Bounding-box records:

-- BEGIN --

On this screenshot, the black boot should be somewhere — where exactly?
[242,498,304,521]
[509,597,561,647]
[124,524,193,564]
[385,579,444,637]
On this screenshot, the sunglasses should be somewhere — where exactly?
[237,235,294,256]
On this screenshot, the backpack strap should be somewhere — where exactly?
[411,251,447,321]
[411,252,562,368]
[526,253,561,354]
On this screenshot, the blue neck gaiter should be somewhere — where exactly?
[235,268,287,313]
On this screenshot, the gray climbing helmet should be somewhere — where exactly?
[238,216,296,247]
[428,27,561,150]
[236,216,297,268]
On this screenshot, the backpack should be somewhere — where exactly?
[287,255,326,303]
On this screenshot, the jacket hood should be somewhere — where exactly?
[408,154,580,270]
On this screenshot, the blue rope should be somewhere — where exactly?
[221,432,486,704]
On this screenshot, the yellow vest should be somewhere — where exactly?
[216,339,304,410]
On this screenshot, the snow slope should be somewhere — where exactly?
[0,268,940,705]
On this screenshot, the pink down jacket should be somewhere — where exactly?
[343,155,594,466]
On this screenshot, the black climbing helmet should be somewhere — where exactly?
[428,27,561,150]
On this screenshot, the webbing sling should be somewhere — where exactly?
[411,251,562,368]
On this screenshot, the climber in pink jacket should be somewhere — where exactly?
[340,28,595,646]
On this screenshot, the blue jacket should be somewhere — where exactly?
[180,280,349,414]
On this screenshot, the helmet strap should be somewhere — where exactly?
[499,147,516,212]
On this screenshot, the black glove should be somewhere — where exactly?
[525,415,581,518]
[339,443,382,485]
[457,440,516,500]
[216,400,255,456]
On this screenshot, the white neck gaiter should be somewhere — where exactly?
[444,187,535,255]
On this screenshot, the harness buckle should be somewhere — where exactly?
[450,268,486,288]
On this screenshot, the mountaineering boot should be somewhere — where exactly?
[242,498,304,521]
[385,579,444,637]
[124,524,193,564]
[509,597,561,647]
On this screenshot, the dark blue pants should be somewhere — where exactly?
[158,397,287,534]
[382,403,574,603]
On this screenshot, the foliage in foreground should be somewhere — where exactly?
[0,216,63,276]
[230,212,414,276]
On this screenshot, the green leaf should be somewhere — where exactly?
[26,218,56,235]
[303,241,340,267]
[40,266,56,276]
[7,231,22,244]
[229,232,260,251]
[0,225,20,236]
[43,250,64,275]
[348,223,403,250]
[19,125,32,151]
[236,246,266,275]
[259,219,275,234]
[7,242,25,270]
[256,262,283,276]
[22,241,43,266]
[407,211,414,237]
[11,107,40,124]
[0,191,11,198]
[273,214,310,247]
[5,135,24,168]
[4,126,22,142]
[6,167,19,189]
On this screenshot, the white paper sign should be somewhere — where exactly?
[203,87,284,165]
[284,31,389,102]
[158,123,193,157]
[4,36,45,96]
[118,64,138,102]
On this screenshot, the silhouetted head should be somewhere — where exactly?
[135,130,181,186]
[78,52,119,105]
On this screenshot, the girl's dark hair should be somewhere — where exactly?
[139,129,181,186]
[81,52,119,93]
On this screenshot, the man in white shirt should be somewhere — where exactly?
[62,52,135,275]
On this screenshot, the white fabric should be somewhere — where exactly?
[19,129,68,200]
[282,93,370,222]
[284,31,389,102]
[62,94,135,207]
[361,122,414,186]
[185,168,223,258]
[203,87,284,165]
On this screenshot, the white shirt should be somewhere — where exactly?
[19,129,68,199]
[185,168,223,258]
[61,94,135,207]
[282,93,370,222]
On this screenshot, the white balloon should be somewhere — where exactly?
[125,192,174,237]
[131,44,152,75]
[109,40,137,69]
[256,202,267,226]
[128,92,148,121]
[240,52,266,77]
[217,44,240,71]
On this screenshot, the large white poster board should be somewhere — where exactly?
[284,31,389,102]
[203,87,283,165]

-- END --
-- BEGIN --

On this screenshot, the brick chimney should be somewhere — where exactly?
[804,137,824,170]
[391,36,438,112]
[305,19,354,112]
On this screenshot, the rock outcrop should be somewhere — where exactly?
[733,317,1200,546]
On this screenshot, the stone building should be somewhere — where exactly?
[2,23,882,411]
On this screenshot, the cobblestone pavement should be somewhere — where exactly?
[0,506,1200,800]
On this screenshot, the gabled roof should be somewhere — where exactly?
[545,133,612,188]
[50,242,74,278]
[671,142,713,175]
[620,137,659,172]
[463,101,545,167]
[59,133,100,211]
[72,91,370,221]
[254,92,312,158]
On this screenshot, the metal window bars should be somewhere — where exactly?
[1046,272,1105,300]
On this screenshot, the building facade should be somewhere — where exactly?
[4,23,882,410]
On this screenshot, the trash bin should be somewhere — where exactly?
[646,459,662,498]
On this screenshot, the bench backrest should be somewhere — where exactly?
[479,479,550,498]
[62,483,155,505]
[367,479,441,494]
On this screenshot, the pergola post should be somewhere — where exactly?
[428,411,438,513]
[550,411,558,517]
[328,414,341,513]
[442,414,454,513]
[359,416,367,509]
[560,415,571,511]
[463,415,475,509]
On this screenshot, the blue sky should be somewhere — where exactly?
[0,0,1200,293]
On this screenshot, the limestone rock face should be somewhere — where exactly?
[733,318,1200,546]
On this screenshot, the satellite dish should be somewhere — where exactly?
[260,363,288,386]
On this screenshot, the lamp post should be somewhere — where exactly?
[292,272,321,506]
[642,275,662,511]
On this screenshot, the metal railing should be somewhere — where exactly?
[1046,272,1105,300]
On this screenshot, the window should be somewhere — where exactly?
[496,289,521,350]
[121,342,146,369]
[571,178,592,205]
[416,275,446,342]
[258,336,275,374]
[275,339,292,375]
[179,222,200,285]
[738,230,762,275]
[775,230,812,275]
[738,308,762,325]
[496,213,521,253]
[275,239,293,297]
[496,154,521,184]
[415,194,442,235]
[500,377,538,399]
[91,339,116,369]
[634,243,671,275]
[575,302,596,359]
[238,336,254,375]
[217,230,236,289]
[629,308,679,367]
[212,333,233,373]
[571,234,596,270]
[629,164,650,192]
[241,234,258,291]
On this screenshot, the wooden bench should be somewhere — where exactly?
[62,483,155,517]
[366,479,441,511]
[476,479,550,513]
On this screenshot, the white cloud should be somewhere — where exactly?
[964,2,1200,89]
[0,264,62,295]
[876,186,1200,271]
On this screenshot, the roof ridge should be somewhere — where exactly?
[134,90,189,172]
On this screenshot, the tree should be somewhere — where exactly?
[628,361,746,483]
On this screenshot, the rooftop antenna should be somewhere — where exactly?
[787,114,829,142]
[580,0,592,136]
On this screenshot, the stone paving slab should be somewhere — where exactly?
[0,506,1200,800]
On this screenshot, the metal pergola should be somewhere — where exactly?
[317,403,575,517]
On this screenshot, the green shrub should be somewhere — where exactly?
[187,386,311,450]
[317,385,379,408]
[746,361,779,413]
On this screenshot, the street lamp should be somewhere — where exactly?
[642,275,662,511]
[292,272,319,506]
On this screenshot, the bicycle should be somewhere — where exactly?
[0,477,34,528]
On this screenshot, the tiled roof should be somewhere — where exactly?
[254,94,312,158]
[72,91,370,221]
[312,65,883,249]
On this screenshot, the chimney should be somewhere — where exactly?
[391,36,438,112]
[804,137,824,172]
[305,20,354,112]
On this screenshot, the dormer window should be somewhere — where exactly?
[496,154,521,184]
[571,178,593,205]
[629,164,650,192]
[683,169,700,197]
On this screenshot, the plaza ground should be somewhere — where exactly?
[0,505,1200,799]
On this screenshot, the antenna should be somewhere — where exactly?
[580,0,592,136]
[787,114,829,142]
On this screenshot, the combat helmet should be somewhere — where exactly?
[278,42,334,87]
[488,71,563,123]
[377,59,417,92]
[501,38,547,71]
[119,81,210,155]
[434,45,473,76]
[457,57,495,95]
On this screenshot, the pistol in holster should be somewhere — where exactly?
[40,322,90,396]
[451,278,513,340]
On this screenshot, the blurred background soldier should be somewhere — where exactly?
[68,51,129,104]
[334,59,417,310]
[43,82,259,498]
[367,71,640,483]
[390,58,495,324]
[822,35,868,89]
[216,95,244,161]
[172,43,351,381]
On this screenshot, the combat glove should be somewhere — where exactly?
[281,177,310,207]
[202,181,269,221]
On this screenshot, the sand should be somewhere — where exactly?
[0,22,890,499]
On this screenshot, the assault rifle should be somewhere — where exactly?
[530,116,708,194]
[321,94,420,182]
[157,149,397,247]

-- END --

* [Given task]: Copy the entries from the line containing "On this screenshot, the blue neck" through the line containing "[230,212,414,276]", both ends included, keeping the requests. In each answer, multiply every bounding-box coordinate by 0.6 and round it to a whole number, rounding halves up.

* [Task result]:
On this screenshot, the blue neck gaiter should be somewhere — where exactly?
[141,161,172,188]
On this screenshot, the gray climbing helmet should be somewhere — where exactly?
[143,130,178,148]
[257,16,337,90]
[142,130,178,161]
On this screenshot, the backpack should be somewhere — where exactly?
[172,153,196,182]
On this screenshot, the jacket hood should be somewhere — where exactly?
[245,92,348,162]
On this screenshot, the blue rope should be somewhere — where exactly?
[133,259,292,422]
On this screenshot, the yellow vest should be somewhere — where exactly?
[130,203,182,246]
On this screenshot, the snow slope should be somewhere — where exactly?
[0,161,564,423]
On this screenshot, the pink down jacket should be somewhere — where exactly?
[206,93,356,280]
On this screenshot, the black climbing helmet should be somewhere — where exactly?
[257,16,337,90]
On this screenshot, the webbing sling should be somewhere — where exactly?
[247,151,337,221]
On this screenshot, the climber in pink jacket should be somewhere — where exactly?
[204,17,357,388]
On this screenshot, the blue jacket should be somewhere — where exactly?
[108,168,209,248]
On this screenshot, the helmet strap should be somewhere — where exactly?
[299,88,310,127]
On this screenshot, the black glove should be somewhere — where exactly?
[315,249,349,311]
[203,266,229,291]
[274,264,310,300]
[130,240,153,274]
On this screenshot, the white neck gaiter should be somewhere — where exactly?
[266,112,321,153]
On this screenshot, the harness buckle should be somewhere — where exactly?
[270,161,292,173]
On this screenshot, the mountaineering boot should be somewhere — where exactly?
[145,299,182,313]
[231,347,266,382]
[74,314,116,338]
[305,358,337,388]
On this screenshot, the dark blue pants should be somewhere — where exactly?
[95,238,172,320]
[229,242,344,362]
On this screenshot, the foliage in foreground should be somewhere — where exactly?
[0,130,38,166]
[138,127,248,166]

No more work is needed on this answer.